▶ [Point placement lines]
━━━━━━━━━━━━━━━━

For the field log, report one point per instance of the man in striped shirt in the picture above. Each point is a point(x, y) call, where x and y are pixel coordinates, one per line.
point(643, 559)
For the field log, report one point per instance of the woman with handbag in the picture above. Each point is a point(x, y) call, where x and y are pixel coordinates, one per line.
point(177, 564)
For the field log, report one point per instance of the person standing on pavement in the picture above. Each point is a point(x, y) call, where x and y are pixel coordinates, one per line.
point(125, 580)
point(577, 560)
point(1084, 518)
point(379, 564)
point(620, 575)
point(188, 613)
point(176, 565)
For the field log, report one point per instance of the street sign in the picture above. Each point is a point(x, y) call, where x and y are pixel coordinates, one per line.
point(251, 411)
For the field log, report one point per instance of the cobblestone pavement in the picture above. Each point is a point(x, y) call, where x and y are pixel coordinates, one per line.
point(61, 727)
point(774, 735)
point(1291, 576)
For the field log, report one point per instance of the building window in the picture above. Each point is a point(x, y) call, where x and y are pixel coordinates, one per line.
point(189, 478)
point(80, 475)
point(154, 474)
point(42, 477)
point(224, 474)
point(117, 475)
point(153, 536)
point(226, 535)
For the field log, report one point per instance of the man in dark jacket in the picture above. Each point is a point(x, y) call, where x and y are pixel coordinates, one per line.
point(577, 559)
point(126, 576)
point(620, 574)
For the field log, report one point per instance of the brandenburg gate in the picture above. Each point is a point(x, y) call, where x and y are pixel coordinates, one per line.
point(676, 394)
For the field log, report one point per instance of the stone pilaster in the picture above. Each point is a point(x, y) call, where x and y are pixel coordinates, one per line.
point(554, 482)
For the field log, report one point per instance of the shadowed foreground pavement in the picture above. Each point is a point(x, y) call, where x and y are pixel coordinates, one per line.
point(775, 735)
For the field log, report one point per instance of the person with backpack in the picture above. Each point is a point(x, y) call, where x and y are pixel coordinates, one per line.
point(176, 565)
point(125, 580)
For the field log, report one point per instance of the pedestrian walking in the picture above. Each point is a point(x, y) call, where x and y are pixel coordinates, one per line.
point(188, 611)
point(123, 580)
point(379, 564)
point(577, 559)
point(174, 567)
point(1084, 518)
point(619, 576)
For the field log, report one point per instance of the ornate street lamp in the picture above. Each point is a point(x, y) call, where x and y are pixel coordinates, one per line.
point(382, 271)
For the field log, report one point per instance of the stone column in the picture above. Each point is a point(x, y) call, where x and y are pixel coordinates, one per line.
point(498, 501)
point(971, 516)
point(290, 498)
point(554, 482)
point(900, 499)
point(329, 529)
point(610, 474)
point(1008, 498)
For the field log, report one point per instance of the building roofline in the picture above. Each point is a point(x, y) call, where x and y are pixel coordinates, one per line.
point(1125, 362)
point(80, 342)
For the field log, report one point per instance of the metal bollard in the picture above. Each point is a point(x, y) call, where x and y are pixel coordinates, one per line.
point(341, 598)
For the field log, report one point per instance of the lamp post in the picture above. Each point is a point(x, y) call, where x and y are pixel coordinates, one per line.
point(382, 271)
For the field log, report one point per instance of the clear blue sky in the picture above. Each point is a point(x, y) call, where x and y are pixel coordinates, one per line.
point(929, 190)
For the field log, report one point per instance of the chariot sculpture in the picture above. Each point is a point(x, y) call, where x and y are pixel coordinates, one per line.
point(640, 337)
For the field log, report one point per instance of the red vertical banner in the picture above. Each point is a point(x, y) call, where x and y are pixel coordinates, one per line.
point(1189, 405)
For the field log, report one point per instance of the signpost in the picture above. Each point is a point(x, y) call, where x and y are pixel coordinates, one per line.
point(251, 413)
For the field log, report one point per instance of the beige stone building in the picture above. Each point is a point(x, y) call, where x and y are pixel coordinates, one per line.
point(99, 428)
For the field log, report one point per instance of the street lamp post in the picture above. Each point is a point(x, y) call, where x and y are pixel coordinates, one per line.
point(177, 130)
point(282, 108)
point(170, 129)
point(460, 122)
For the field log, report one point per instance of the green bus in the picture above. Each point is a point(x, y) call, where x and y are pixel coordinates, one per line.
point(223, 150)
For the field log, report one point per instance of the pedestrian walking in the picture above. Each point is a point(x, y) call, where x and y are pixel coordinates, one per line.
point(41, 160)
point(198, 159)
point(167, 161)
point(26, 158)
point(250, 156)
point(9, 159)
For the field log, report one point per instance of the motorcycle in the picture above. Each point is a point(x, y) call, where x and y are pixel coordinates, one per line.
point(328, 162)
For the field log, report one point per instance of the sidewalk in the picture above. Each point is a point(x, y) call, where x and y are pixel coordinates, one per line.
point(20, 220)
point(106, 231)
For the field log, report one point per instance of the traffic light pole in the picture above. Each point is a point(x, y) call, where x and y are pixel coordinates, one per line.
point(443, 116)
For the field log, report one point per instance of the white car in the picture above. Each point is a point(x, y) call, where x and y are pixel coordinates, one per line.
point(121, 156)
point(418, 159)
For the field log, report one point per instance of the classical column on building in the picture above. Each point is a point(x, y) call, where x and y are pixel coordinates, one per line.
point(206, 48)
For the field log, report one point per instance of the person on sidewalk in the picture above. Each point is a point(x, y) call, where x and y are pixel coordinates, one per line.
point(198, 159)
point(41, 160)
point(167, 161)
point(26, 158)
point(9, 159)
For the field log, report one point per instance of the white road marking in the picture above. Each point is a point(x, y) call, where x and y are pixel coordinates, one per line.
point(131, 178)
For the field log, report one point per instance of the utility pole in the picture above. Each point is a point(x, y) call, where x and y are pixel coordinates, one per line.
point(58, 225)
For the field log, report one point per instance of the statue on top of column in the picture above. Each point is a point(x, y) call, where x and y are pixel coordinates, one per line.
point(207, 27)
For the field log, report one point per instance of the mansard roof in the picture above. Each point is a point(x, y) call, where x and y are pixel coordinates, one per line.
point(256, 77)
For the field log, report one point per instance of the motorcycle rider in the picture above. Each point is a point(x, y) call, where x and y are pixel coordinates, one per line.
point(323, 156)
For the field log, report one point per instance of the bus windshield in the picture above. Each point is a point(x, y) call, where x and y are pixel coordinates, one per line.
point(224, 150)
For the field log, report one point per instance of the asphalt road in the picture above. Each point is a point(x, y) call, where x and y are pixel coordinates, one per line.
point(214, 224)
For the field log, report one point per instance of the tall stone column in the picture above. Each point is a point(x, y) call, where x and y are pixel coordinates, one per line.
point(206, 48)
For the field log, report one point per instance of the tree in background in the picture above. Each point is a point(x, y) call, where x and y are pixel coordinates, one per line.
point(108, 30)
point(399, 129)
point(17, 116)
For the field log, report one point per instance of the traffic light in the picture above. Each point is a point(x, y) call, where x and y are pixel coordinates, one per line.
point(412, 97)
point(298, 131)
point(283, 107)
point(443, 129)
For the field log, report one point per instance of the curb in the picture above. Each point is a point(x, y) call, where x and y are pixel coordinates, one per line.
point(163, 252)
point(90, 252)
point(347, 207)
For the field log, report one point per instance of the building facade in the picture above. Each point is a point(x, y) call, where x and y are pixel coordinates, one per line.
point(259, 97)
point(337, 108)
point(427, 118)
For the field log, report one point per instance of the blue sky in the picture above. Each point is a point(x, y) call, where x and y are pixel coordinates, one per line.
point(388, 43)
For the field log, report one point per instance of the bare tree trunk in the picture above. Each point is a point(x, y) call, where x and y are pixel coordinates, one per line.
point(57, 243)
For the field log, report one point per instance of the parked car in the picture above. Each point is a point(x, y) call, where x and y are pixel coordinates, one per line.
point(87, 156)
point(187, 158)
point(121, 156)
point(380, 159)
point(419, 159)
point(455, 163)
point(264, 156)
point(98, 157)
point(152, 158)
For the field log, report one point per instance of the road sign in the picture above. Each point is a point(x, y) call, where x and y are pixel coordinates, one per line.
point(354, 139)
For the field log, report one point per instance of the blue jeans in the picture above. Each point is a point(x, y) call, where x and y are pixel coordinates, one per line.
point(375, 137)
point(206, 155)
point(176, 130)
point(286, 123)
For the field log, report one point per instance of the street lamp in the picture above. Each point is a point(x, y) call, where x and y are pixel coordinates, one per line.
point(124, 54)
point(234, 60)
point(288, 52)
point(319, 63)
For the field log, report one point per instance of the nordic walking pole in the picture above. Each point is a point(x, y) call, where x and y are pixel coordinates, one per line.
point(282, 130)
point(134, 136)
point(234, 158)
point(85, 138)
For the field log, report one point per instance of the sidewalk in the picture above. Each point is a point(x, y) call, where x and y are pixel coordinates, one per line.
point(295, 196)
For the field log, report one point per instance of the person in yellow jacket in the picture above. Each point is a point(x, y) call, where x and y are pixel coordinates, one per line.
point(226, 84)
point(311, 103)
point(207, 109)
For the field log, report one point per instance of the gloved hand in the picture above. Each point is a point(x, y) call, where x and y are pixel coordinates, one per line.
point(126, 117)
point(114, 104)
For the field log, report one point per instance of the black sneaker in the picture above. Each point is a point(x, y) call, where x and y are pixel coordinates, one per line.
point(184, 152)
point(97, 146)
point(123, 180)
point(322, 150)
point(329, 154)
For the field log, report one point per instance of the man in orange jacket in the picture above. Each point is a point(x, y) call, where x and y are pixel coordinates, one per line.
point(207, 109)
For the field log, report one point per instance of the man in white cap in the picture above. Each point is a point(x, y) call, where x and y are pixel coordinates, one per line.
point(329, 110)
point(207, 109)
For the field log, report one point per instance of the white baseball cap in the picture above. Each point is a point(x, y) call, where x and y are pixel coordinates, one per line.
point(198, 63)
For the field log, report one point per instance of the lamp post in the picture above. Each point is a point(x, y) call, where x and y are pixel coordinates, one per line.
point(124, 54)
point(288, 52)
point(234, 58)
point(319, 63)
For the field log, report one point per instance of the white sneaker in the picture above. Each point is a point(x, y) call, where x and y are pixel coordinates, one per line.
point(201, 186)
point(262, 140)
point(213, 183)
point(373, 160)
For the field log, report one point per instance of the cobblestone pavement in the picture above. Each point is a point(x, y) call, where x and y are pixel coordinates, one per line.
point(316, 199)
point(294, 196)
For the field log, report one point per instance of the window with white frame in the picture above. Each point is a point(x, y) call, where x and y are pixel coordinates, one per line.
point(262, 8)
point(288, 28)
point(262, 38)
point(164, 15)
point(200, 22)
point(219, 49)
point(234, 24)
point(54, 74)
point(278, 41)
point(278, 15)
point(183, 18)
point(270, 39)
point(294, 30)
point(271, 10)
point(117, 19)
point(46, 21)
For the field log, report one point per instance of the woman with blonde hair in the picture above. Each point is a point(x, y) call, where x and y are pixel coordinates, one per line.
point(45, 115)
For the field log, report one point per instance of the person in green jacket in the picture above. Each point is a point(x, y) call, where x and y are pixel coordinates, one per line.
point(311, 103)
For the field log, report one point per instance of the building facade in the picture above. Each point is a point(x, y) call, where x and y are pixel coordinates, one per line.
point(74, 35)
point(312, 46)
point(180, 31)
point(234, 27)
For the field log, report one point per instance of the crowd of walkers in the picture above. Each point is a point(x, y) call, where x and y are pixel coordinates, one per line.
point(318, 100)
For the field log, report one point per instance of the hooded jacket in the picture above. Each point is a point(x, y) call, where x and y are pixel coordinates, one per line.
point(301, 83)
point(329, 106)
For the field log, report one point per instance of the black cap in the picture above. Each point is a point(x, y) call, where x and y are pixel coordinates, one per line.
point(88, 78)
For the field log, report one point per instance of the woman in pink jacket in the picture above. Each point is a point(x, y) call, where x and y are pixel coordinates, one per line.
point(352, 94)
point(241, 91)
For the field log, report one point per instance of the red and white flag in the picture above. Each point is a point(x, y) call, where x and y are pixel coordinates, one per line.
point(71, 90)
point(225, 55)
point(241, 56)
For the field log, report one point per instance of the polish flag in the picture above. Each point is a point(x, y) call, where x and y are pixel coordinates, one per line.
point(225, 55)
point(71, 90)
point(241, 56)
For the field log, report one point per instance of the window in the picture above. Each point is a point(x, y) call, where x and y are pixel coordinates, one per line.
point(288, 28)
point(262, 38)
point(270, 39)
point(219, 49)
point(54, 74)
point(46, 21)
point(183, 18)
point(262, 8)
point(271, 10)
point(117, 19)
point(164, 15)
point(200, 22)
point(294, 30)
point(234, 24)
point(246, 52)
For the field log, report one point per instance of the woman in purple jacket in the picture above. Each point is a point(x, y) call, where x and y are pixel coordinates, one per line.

━━━━━━━━━━━━━━━━

▶ [PROBLEM TO WORK ON] Copy out word for word the lines above, beginning with the line containing "the red vertical" and continuing through the line containing "point(99, 428)".

▶ [ANSWER TO THIS TASK]
For the field log, report one point per instance of the red vertical banner in the picture above. Each point is a point(x, y) call, where x and y are pixel coordinates, one per line.
point(1189, 405)
For the field log, report one point per instance of the signpost in the picture above. Each point is a point(x, y) call, where x and y are pixel coordinates, one per line.
point(251, 413)
For the field log, report one point per instance of the beige stone building in the picture above. Each point is a point(x, y) call, where x and y are pixel coordinates, one per line.
point(99, 428)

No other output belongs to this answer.